### SELECTION
········
[pve-devel] proxmox 2018 : add support for "virtual" network and network plugins ?

Alexandre DERUMIER aderumier at odiso.com
Mon Jan 22 10:00:28 CET 2018


Hi,

we have done a POC at work, with vxlan + ebgp-vpn,
and we have tested a very nice feature : anycast gateway.

basicaly, each vmbrX of a specific tenant, have the same ipaddress/mac address.
This ip is the default gateway of the vm.

That mean that vm can be migrate across hosts :)

(openstack have a network model like this called "dvr", distributed virtual routing, vmware :nsx Distributed Logical Router (DLR))

I think this model works very fine with proxmox, as all proxmox nodes are master.


This open a lot of possiblities:

- distributed dhcp on all cluster nodes (btw, http://kea.isc.org seem to be a very good candidate, can be extended with custom backend)
- distributed dns
- S-nat for vm private only -> internet. (need 1 public ip on each hosts)
- 1:1 nat (aka floating ip in openstack,google cloud,...) : a public ip is created on host, and "migrate" at the same time than a vm
  https://assafmuller.com/2015/04/15/distributed-virtual-routing-floating-ips/
- cloudinit metadata-server should be easy to implement
- add vrf support to isolate host (avoid connect from vm to the host gateway ip), or prevent inter-routing between tenants
- maybe other cool stuffs I don't have think yet about :)



I really like the vxlan bgp evpn, because it's a standard, with no central controller,
and we can also use it on physical switch/routers, differents proxmox clusters,and also on docker/kubernetes cluster.

Also, this fully supported in current linux kernel. (cumulus network work hard on it, and use it on their switch).
We only need : the linux kernel + a bgp routing deamon (quagga, frr, bird, gobgp,...)


I can already configure manually each brige and vtep from each network in /etc/network/interfaces 
(with ifupdown2, https://github.com/CumulusNetworks/ifupdown2/tree/v1.0.0, already support new kernel 4.14 features).
I have checked systemd-networkd, seem to be good, with some missing optional features like arp suppression (kernel 4.14)

But this could be done easy with some custom code with ip commands.


basicaly we need to define something like

local on each node
-------------------
/etc/pve/node/

host1:
------
vtep :  myvtep
        dstport 4789 
        address 203.0.113.1 
        learningmode nolearning

(each node have a loopback with this ip address, which is used to generate vtep and the local bgp config too from this)
········
### MATERIAL PROVIDED
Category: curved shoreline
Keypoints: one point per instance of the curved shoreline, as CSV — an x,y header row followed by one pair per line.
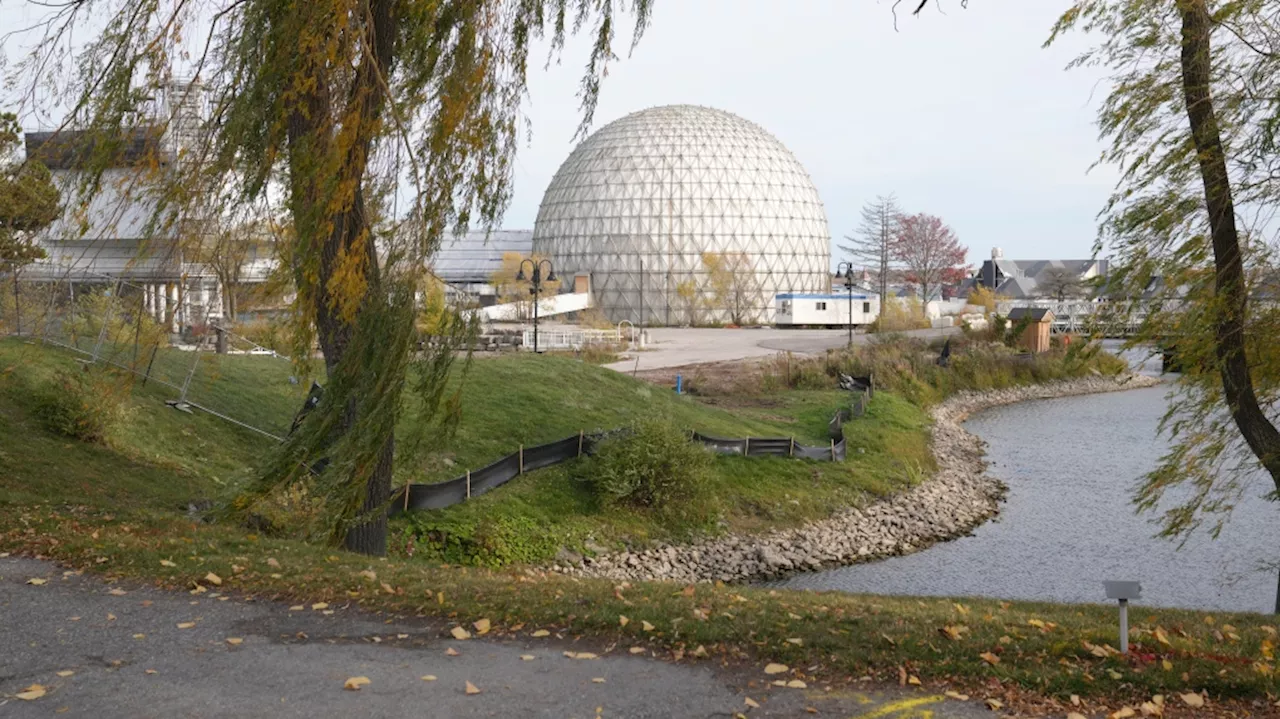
········
### WHAT YOU NEED TO DO
Return the Proxmox networking post word for word from "- 1:1 nat (aka" to "yet about :)". Use only the mailing list post on Proxmox virtual networking and ignore the material.

### FINISHED TASK
- 1:1 nat (aka floating ip in openstack,google cloud,...) : a public ip is created on host, and "migrate" at the same time than a vm
  https://assafmuller.com/2015/04/15/distributed-virtual-routing-floating-ips/
- cloudinit metadata-server should be easy to implement
- add vrf support to isolate host (avoid connect from vm to the host gateway ip), or prevent inter-routing between tenants
- maybe other cool stuffs I don't have think yet about :)